## TAREFA PROPOSTA 1
No trecho sobre a reversão de guarda, que idade tem hoje a menina?
::: TRECHO FORNECIDO :::
“Não precisa de mãe, tem uma madrasta que é uma mãezinha para ela”. Frase escrita por um juiz, na justificação de que não deveria ser cumprida a reversão de guarda de uma menina, para voltar para o cuidado da sua mãe, após o atraso de cumprimento de dois anos de decisão pelo retorno ao lado da mãe. A menina tinha seis anos, hoje oito anos, e assim o juiz diz que ela já está adaptada à convivência paterna e família, que tinha sido forçada há dois anos. Para completar a defesa da falha da prestação de justiça, completa com essa pérola sobre não ser necessário mãe. Tem madrasta.
Desde o advento da Psicanálise, a figura da mãe, e sua importância, vem sendo estudada. A qualidade do vínculo Materno-infantil, a qualidade da Maternagem que acompanha e promove o desenvolvimento pleno da 1ª Infância, de importância já reconhecida pelo Conselho Nacional de Justiça (CNJ) através do Marco Legal da 1ª Infância, estudos científicos e Teorias de comprovação científica, todo esse acervo aponta para a necessidade da relação mãe-bebê que é a garantia da sobrevivência para o filhote mamífero.
Não estamos, contudo, desconsiderando a importância da figura do pai para o desenvolvimento da Criança, sobretudo, no que tange ao aprendizado da lei, da convivência afetiva e social. É de suma importância que a Criança construa com o pai a segunda relação de troca, em bases claras e, portanto, limitantes mas, ao mesmo tempo, asseguradoras. O “não”, o “não pode”, precisam ser aprendidos, solidamente.
:::
## TAREFA PROPOSTA 2
Nas linhas de dados abaixo, reproduza o intervalo que vai da linha com "above contains face." até a linha com "551, 484, 760, 664", ambas incluídas, com os pedidos. Escalone por 1,45 cada coordenada das caixas nas respostas, arredondando para inteiros, com as metades para cima.
::: LINHAS ARMAZENADAS :::
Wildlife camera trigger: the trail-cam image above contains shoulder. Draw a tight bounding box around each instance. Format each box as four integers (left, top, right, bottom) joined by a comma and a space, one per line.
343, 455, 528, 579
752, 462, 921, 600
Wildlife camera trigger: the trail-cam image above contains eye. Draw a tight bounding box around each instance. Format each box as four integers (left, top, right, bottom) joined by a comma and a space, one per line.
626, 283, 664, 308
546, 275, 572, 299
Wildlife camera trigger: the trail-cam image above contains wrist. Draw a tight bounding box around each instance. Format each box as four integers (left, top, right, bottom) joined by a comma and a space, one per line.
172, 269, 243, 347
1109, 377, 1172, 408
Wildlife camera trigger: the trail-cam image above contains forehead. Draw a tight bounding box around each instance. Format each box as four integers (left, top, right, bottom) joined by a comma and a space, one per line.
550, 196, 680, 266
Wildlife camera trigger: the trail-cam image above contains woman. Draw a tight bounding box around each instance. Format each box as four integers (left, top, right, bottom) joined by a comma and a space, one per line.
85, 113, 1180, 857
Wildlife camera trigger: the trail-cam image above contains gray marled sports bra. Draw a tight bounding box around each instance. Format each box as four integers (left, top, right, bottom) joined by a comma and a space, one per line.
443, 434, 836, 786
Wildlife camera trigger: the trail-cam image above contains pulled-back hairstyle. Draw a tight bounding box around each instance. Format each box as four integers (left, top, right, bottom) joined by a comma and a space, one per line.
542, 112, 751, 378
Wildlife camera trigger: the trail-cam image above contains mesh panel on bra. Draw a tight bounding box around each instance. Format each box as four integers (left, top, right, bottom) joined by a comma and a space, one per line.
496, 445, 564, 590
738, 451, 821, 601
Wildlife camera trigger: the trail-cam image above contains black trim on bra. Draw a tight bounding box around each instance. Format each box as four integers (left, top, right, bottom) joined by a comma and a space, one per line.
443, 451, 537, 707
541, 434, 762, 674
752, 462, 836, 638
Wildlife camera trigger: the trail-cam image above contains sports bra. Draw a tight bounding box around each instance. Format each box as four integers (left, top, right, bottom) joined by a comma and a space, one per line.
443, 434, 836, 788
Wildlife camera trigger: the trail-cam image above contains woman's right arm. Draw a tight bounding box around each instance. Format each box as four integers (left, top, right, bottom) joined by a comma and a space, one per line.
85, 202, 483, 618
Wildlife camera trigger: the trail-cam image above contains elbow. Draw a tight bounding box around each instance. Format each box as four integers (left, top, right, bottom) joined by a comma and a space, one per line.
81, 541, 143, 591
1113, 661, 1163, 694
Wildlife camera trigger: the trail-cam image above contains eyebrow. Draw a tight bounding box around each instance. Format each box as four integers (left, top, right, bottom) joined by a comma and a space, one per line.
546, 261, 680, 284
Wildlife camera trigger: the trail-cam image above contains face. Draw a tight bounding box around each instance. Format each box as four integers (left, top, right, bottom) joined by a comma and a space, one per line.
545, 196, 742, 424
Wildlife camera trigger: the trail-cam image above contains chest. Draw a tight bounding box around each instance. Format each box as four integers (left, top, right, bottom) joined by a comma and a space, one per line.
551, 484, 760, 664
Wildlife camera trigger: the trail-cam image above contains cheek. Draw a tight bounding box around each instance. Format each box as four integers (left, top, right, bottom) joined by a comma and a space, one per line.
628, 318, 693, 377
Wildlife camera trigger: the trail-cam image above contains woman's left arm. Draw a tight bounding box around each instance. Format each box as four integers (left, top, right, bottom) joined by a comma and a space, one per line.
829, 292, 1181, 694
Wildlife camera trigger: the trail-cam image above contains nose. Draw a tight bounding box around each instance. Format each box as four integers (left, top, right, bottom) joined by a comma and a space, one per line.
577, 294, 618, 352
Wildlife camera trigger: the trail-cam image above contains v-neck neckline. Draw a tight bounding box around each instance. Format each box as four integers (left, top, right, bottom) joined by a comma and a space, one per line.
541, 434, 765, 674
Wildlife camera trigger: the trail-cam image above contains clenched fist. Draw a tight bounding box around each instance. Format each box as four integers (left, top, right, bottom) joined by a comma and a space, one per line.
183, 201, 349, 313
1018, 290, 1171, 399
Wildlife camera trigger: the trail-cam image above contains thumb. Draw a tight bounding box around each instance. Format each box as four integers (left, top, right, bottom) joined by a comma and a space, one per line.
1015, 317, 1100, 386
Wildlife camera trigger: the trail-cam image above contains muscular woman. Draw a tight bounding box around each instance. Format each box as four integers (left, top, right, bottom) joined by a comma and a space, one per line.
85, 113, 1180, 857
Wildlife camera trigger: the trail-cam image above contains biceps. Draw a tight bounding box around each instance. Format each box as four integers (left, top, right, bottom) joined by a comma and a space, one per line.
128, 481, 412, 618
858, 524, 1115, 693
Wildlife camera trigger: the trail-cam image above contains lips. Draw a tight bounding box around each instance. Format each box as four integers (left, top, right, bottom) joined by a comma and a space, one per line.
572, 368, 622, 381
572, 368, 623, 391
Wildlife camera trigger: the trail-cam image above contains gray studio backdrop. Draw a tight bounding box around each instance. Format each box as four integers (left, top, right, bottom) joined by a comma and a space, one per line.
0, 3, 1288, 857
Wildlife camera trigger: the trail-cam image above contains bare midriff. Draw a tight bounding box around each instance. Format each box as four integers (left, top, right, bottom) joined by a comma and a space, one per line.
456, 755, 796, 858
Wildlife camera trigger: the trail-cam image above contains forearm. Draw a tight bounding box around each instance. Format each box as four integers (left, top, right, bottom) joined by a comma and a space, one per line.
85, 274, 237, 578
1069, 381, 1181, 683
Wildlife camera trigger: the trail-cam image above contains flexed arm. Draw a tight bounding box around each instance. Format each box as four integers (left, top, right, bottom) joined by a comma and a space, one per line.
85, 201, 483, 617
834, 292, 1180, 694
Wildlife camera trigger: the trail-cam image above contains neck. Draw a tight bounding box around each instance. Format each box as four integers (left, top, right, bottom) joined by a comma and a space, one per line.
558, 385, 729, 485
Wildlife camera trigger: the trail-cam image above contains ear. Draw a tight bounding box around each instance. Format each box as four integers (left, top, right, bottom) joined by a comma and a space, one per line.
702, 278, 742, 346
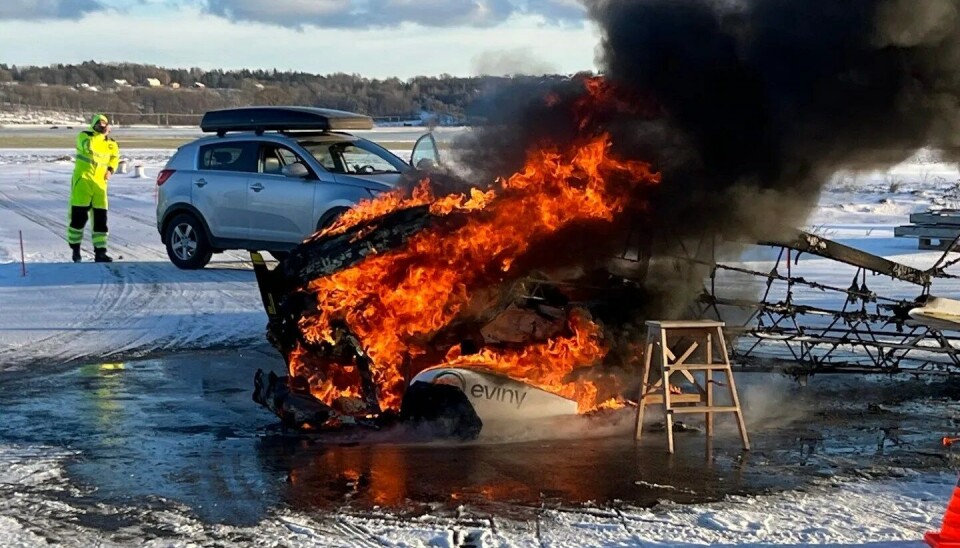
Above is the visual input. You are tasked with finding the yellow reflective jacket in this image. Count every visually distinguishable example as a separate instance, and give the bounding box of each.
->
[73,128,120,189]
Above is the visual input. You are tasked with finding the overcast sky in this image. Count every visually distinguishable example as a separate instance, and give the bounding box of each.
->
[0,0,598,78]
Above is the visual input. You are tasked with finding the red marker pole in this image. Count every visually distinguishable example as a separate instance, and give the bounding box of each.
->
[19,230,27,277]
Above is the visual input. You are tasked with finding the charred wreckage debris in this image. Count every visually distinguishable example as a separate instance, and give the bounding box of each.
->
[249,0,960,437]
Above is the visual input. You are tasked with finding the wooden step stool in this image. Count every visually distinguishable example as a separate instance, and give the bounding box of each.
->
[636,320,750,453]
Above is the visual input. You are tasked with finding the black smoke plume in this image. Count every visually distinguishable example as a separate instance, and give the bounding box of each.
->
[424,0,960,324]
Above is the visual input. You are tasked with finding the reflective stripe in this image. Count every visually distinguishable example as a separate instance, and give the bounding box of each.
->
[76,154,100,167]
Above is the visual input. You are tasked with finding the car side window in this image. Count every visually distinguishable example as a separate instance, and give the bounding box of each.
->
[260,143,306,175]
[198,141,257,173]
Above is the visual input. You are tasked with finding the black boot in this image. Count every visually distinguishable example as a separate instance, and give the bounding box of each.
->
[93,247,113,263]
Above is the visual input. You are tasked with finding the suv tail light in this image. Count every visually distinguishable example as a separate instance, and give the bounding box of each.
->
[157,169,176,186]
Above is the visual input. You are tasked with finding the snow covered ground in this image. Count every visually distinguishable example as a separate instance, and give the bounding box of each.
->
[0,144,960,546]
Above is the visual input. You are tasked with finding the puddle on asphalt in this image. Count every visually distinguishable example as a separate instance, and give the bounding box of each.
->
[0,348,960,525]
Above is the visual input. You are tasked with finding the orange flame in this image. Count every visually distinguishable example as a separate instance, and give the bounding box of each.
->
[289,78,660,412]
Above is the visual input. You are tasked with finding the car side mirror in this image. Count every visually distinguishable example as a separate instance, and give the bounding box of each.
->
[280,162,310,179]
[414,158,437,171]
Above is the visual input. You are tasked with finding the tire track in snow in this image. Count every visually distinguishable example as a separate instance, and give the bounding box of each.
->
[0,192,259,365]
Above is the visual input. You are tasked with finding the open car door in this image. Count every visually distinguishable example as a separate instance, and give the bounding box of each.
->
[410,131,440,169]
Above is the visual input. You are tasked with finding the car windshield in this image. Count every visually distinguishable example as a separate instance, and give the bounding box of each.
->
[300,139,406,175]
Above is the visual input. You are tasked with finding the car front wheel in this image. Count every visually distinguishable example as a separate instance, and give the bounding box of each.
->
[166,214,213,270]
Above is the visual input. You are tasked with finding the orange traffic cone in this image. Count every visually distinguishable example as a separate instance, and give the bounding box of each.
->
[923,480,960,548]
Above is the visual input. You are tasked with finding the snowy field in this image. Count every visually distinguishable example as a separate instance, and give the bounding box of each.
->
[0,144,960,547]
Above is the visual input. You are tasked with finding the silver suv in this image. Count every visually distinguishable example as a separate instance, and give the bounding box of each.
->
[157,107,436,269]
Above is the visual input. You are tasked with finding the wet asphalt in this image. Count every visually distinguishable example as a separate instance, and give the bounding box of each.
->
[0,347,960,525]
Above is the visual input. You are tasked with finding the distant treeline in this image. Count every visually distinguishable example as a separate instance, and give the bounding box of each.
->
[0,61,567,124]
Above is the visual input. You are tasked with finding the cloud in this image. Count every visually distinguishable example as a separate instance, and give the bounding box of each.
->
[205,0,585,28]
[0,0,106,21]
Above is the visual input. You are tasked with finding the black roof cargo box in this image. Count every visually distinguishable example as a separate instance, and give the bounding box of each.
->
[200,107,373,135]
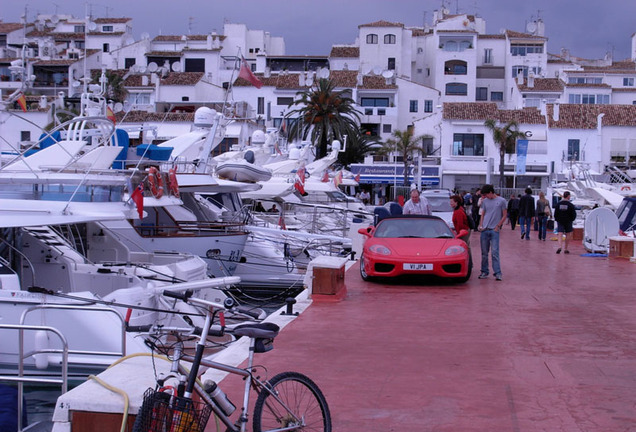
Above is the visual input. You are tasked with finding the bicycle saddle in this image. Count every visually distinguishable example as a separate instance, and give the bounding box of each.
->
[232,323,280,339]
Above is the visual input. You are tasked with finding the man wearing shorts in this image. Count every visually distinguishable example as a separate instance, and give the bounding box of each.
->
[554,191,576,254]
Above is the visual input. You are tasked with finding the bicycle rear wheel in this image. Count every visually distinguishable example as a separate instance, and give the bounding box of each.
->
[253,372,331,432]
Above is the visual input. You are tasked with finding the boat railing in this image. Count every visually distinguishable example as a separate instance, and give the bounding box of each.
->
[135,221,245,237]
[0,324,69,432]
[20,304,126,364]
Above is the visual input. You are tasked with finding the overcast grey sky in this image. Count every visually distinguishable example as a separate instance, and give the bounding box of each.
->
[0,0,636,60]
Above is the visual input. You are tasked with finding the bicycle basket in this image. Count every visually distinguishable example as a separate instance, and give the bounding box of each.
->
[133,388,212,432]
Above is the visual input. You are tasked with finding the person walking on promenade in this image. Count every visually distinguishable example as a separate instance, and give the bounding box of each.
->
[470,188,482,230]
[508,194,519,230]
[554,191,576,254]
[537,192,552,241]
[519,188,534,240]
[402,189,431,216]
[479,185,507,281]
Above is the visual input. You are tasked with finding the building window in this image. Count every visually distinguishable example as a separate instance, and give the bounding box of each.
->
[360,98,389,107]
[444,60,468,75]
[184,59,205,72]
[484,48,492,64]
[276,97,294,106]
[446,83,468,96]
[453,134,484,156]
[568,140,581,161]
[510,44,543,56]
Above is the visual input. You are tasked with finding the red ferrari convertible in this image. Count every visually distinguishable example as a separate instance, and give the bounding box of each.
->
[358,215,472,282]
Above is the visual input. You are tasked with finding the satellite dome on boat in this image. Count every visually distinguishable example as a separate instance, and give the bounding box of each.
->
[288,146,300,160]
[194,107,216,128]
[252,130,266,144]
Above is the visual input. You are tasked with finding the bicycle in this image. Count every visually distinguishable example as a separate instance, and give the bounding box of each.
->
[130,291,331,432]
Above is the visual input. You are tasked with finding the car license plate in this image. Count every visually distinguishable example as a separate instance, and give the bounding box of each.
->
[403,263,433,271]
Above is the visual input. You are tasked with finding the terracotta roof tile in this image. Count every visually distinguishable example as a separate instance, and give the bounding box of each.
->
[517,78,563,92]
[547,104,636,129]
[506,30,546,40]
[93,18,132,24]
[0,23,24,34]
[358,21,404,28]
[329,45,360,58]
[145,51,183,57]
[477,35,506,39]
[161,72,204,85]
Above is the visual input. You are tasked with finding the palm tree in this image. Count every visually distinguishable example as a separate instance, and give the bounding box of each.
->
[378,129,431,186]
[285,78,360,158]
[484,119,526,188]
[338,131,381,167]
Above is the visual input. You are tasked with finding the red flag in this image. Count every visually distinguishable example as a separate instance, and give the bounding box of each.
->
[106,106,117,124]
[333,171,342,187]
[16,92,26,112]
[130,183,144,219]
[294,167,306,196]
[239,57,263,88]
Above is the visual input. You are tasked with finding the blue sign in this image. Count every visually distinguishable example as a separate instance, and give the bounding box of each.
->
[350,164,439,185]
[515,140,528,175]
:::
## RESPOSTA DA TAREFA 1
Oito anos.

## RESPOSTA DA TAREFA 2
Wildlife camera trigger: the trail-cam image above contains face. Draw a tight bounding box around each instance. Format each box as four integers (left, top, right, bottom) joined by a comma and a space, one per line.
790, 284, 1076, 615
Wildlife camera trigger: the trail-cam image above contains chest. Draw a tight bounding box around each instance. Format each box as four integers (left, top, right, bottom) joined by a comma and a space, one per line.
799, 702, 1102, 963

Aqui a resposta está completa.